-------- Given passage

NVIDIA Corp. on Tuesday announced a $249 generative artificial intelligence (AI) supercomputer, its cheapest model to date as its rivals race to market.
The NVIDIA Jetson Orin Nano Super Developer Kit is the ultimate stocking stuffer for the holidays. It fits in the palm of a hand, packing GenAI capabilities for hobbyists, students and commercial developers for $249, down from an earlier version priced at $499.
“Look at this. I think I might have cooked this a little bit too long. It shrunk,” NVIDIA CEO Jensen Huang said in a brief video from his new house, introducing the device after retrieving it from an oven. “A long time ago, we created a robotics processor and we imagined one day that these deep-learning models would evolve, and we would have robots of all kinds.”
The Jetson Orion Nano is an incremental upgrade that packs a leap in performance to 67 Sparse TOPS (up from 40 TOPS) and 33 Dense TOPS, as well as a bump in memory bandwidth to 102GB/s (up from 68GB/s), according to NVIDIA. “Whether creating LLM (large language model) chatbots based on retrieval-augmented generation, building a visual AI agent, or deploying AI-based robots, the Jetson Orin Nano Super is an ideal solution to fetch,” NVIDIA said.

----------------
-------- Record extracts

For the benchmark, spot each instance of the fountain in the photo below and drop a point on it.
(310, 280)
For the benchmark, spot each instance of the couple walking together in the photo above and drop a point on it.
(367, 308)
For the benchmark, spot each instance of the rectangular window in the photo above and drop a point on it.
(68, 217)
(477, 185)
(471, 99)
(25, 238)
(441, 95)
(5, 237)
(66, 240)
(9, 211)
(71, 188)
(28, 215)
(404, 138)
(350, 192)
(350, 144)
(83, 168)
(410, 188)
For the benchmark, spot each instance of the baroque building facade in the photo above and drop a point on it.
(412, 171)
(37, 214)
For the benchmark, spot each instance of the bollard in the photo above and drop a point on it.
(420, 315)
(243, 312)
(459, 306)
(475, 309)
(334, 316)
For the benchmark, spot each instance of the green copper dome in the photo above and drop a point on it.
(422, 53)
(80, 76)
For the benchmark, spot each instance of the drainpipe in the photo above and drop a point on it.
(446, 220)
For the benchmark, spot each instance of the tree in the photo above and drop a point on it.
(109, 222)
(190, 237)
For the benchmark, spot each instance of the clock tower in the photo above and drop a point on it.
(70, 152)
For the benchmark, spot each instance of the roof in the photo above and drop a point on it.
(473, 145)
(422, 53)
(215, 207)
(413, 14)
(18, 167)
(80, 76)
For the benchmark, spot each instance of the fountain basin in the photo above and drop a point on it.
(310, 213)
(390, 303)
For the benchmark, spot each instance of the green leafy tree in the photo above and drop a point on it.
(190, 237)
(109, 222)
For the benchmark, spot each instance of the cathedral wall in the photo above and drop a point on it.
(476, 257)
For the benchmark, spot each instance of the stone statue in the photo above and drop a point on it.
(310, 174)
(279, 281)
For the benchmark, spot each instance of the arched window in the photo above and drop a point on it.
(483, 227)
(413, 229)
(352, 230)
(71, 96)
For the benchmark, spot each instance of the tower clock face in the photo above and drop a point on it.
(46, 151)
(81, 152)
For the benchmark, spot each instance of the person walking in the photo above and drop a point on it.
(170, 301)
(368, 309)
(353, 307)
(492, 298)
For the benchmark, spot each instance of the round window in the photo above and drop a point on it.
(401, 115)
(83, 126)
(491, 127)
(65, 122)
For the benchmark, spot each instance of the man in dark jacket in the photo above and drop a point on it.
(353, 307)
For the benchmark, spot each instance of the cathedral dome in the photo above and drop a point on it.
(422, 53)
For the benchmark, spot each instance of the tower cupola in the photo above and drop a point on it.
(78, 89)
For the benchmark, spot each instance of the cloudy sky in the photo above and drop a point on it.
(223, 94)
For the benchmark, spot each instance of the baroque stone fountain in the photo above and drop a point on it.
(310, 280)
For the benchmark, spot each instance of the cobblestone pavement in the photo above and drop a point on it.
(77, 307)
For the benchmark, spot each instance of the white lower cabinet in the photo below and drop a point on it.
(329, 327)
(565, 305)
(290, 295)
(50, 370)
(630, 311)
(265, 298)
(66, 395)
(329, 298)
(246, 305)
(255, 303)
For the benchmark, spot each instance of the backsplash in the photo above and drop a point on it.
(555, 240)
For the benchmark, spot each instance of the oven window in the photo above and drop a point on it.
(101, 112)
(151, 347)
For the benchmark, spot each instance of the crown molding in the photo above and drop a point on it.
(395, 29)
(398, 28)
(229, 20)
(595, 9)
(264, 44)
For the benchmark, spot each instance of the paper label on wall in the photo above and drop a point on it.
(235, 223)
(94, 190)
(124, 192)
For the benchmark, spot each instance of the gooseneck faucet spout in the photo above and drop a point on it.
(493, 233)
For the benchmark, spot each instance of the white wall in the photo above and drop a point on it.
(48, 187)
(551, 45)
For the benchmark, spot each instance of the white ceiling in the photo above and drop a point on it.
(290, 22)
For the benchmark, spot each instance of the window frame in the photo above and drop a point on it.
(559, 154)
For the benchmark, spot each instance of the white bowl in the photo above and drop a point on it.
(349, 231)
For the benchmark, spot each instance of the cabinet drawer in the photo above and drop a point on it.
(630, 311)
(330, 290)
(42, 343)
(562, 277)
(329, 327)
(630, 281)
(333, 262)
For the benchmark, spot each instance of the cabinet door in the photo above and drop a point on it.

----------------

_Directions:_
(1) List every group of people that the NVIDIA article says the developer kit is meant for.
(2) In the NVIDIA article, rewrite the paragraph beginning "The NVIDIA Jetson Orin Nano Super Developer Kit is" as a short bulleted list, keeping its main facts.

_Expected outputs:_
(1)
- Hobbyists
- Students
- Commercial developers

(2)
- Called the ultimate stocking stuffer for the holidays
- Fits in the palm of a hand
- Packs GenAI capabilities for hobbyists, students and commercial developers
- Priced at $249, down from $499 for an earlier version